• **Task**
Could you rescale everything from the start of the items below down to the line containing "[4,84,148,108]", both ends included, by repeating those lines with the requests unchanged, multiplying every bounding-box coordinate in the outputs by 1.15, and rounding to whole numbers with halves rounded up? Leave the pictures out of your answer.

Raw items
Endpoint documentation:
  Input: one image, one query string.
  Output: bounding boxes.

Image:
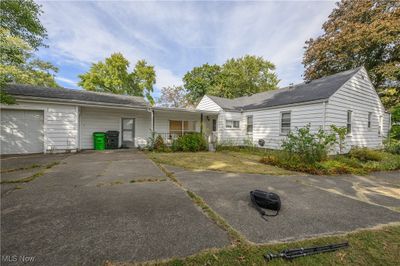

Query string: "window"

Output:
[347,110,352,134]
[169,120,196,136]
[247,115,253,134]
[378,115,383,136]
[281,112,291,135]
[213,119,217,132]
[368,112,372,128]
[225,120,239,128]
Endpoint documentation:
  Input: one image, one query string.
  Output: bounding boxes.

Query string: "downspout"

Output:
[200,113,203,134]
[387,113,392,142]
[322,101,327,131]
[151,109,155,132]
[77,106,82,151]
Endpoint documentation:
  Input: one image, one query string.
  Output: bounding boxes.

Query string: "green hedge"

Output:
[171,133,207,152]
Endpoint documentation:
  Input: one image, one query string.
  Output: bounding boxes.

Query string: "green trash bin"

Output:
[93,132,106,151]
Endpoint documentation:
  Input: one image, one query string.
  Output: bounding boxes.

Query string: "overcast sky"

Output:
[39,1,335,97]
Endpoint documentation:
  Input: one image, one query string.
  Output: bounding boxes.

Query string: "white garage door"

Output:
[1,109,43,154]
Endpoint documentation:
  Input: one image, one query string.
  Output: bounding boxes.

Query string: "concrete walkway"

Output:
[166,166,400,243]
[1,150,229,265]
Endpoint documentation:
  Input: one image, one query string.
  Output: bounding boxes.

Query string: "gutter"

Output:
[9,95,149,111]
[224,98,329,113]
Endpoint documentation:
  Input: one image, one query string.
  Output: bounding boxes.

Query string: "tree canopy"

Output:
[183,55,279,103]
[78,53,156,104]
[0,0,58,104]
[157,86,189,107]
[303,0,400,108]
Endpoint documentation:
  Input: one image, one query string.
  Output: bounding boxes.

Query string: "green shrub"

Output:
[282,124,336,164]
[317,160,365,175]
[171,133,207,152]
[153,135,167,152]
[349,147,383,162]
[385,140,400,154]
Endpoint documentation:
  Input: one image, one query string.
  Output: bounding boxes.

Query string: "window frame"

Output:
[246,115,254,134]
[279,111,292,136]
[225,119,240,129]
[346,110,353,136]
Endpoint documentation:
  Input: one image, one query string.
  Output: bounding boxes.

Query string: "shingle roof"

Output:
[207,67,362,111]
[4,84,148,108]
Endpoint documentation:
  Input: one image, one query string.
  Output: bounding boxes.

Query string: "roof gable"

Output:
[207,67,362,111]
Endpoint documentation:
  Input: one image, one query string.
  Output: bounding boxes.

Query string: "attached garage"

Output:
[1,109,44,154]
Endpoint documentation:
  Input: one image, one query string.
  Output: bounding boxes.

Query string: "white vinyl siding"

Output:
[367,112,372,128]
[218,103,324,149]
[246,115,253,134]
[1,100,78,152]
[225,120,240,128]
[281,112,291,135]
[80,107,151,149]
[196,95,222,112]
[326,69,388,150]
[346,110,352,134]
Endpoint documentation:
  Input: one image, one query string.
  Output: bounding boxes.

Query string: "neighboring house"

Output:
[1,68,390,154]
[1,85,217,154]
[197,67,390,153]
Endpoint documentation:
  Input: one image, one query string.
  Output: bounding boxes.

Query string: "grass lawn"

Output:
[148,151,294,175]
[155,225,400,265]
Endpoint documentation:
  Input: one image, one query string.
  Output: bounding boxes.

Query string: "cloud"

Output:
[41,1,334,94]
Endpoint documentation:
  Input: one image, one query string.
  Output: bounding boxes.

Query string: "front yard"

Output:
[148,151,294,175]
[156,225,400,266]
[148,147,400,175]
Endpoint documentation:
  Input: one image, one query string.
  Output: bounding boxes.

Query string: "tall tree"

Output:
[78,53,156,104]
[209,55,279,98]
[303,0,400,108]
[183,64,221,103]
[0,0,58,104]
[183,55,279,103]
[157,86,189,107]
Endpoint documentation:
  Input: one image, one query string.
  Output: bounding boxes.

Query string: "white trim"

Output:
[10,96,150,112]
[322,101,328,130]
[279,110,292,136]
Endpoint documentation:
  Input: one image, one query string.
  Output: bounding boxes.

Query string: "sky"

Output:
[38,1,335,98]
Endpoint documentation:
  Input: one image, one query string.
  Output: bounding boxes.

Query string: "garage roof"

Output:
[5,84,149,108]
[207,67,362,111]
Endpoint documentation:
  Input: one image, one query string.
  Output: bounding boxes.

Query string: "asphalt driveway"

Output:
[166,166,400,243]
[1,151,229,265]
[1,150,400,265]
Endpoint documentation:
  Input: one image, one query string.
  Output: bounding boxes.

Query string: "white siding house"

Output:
[0,84,216,154]
[326,68,390,152]
[1,67,390,154]
[197,67,390,151]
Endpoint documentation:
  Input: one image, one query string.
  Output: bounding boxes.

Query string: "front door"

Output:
[122,118,135,148]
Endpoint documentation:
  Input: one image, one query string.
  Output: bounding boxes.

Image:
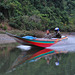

• **Result of the task**
Endpoint documentation:
  Input: one image, one query string.
  Output: bounding boxes.

Image:

Query string: "window"

Output:
[399,127,405,154]
[194,138,225,156]
[284,132,291,154]
[435,132,440,156]
[323,129,335,155]
[245,137,250,152]
[423,129,428,147]
[259,138,275,147]
Endpoint documentation:
  Input: one image, one query string.
  Output: bounding boxes.

Query string: "downspout"

Output:
[230,130,233,154]
[445,130,451,163]
[370,116,376,151]
[174,125,178,152]
[89,122,94,174]
Endpoint documentation:
  Input: one image, one query string.
  Output: bounding boxes.

Query string: "green hedge"

Output:
[197,153,238,175]
Endpoint documentation:
  Input: one image, one query string.
  Output: bounding boxes.

Query string: "green trash bin"

Output:
[107,152,122,174]
Endpoint documentation:
  Input: one image, one query string.
  Output: bounding boxes.

Query string: "overcast sky"

Output:
[45,1,385,112]
Endpoint documentation:
  Input: one image, one query string.
  Output: bounding boxes.

Query string: "white garage door"

Output:
[1,125,49,177]
Endpoint documentation:
  Input: one image, one query string.
  Output: bounding boxes.

Query string: "concrete walkway"

Output:
[191,191,460,279]
[1,173,263,305]
Endpoint documentation:
  Input: one image, one query string.
  Output: bounding boxes.

Query string: "gutter"

Output:
[10,109,171,128]
[258,113,378,130]
Endpoint documentation:
  Input: one image, one query string.
  Output: bounding boxes.

Query string: "tree canopy"

Output:
[210,63,321,118]
[90,61,179,120]
[0,0,67,120]
[181,99,217,123]
[348,0,460,124]
Endpoint documentation:
  Input: one image, one query string.
  Output: bounding boxes.

Query string: "green shrub"

Output:
[324,143,386,189]
[365,184,420,201]
[197,153,238,175]
[176,155,192,175]
[401,169,440,186]
[443,161,460,177]
Endpoint documentation:
  Input: one image, one query string.
  Output: bounding boxes.

Query string: "window frame"

Output:
[283,132,292,154]
[321,128,336,156]
[259,137,276,148]
[398,127,406,156]
Endpoint documentation:
  Input: one image, one query string.
  Output: bounding boxes.

Query string: "shingle roof"

Output:
[238,77,416,128]
[5,97,170,124]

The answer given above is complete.